## Reading text
========

Tag Archives: fortitude

Gad-Zukes!

I’m amazed how I felt a little discouraged as this week began. I considered what the garden is actually producing compared to the labor we put into it six days a week. We were all feeling disappointed that we see lots of tiny, little buds, but no cucumbers in particular.

 

Even so, on her “day off” Izzy and I were out there on our knees, enjoying the cool of the morning and pulling weeds.

Imagine my surprise when she blurted out, “CUCUMBERS!”  And then, “Growing in the spaghetti squash. We’ve got cucumbers!”

Sure enough, before I could get over to shoot what to us is phenomenal, Iz had picked four nice-sized cucumbers and found more growing among the astoundingly prolific spaghetti squash. Remarkably only buds are on all the other vines down the rest of the row.

Later, as I packed bags of lettuce to share with friends at our Bible Study meeting, I thought about how the week turned around.

Firstly, I’m glad this week I’m not the only silly soul. And I’m glad to know I’m not the only human that tends to focus upon our understandings, expectations and agendas and we sometimes miss something else God may be doing.

========

## Recorded data
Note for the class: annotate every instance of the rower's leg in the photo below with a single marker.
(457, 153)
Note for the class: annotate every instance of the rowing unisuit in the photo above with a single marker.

========

## Work required
Reproduce the garden post above word for word, in full.

## Task result
Tag Archives: fortitude

Gad-Zukes!

I’m amazed how I felt a little discouraged as this week began. I considered what the garden is actually producing compared to the labor we put into it six days a week. We were all feeling disappointed that we see lots of tiny, little buds, but no cucumbers in particular.

 

Even so, on her “day off” Izzy and I were out there on our knees, enjoying the cool of the morning and pulling weeds.

Imagine my surprise when she blurted out, “CUCUMBERS!”  And then, “Growing in the spaghetti squash. We’ve got cucumbers!”

Sure enough, before I could get over to shoot what to us is phenomenal, Iz had picked four nice-sized cucumbers and found more growing among the astoundingly prolific spaghetti squash. Remarkably only buds are on all the other vines down the rest of the row.

Later, as I packed bags of lettuce to share with friends at our Bible Study meeting, I thought about how the week turned around.

Firstly, I’m glad this week I’m not the only silly soul. And I’m glad to know I’m not the only human that tends to focus upon our understandings, expectations and agendas and we sometimes miss something else God may be doing.